■ **Task to carry out**: Reproduce word for word the stretch of the court decision from "American Machine & Metals v." through "City, for plaintiff.".

-- Start Reading passage --

American Machine & Metals v. De Bothezat Impeller Co.

Decision Date12 August 1947
Citation75 F. Supp. 421
PartiesAMERICAN MACHINE & METALS, Inc., v. DE BOTHEZAT IMPELLER CO., Inc.
CourtU.S. District Court — Southern District of New York

Alphonse Kenison, of New York City, for plaintiff.

Royal E. Mygatt, of New York City (Watson Washburn, of New York City, of counsel), for defendant.

BRIGHT, District Judge.

Defendant moves pursuant to Rule 12(b), Federal Rules of Civil Procedure, 28 U. S.C.A. following section 723c, to dismiss on the ground that the complaint fails to state a claim upon which relief can be granted, that the court lacks jurisdiction because there is no matter in controversy between the parties, nor any which is justiciable or which exceeds $3,000 in amount exclusive of interest and costs; or, in the alternative, to strike out a portion of paragraph 9 of the complaint, for a more definite statement with respect to portions of that paragraph, and for a bill of particulars of paragraph 8.

-- End Reading passage --
-- Start Entries provided --

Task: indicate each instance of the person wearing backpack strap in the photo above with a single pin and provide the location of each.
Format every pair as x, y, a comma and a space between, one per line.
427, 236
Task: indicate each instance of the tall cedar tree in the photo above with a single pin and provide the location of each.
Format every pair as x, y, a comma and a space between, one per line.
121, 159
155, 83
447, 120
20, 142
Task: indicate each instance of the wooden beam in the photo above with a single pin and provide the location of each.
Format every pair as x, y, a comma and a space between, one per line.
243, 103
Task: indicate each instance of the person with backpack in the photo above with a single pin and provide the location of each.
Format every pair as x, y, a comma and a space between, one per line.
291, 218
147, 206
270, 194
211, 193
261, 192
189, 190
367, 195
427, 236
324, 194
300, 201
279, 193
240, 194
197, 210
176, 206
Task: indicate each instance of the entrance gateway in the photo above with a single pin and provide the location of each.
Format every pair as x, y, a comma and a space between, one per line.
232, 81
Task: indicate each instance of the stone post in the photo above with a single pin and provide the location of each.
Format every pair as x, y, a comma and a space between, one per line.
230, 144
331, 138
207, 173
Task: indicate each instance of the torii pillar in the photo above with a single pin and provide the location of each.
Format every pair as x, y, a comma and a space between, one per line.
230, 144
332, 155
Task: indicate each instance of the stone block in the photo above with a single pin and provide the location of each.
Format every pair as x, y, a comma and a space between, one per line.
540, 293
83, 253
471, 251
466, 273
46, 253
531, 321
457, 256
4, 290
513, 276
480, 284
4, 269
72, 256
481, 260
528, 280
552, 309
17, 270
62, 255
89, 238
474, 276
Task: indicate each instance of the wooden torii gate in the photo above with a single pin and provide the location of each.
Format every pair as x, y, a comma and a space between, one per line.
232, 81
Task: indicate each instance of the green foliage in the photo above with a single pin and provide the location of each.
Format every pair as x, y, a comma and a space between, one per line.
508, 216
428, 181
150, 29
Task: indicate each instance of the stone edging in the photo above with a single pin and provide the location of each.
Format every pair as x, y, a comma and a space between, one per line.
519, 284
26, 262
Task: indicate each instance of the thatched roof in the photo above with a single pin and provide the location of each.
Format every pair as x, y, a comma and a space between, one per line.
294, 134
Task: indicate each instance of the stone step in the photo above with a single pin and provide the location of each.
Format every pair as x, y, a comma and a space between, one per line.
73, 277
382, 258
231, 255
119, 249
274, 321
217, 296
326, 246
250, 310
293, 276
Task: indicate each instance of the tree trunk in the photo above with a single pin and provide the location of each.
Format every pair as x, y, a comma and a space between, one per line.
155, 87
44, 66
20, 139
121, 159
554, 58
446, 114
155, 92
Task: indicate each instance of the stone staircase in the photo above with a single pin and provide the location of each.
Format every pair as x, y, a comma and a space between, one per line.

-- End Entries provided --

■ **Solution to this problem**:
American Machine & Metals v. De Bothezat Impeller Co.

Decision Date12 August 1947
Citation75 F. Supp. 421
PartiesAMERICAN MACHINE & METALS, Inc., v. DE BOTHEZAT IMPELLER CO., Inc.
CourtU.S. District Court — Southern District of New York

Alphonse Kenison, of New York City, for plaintiff.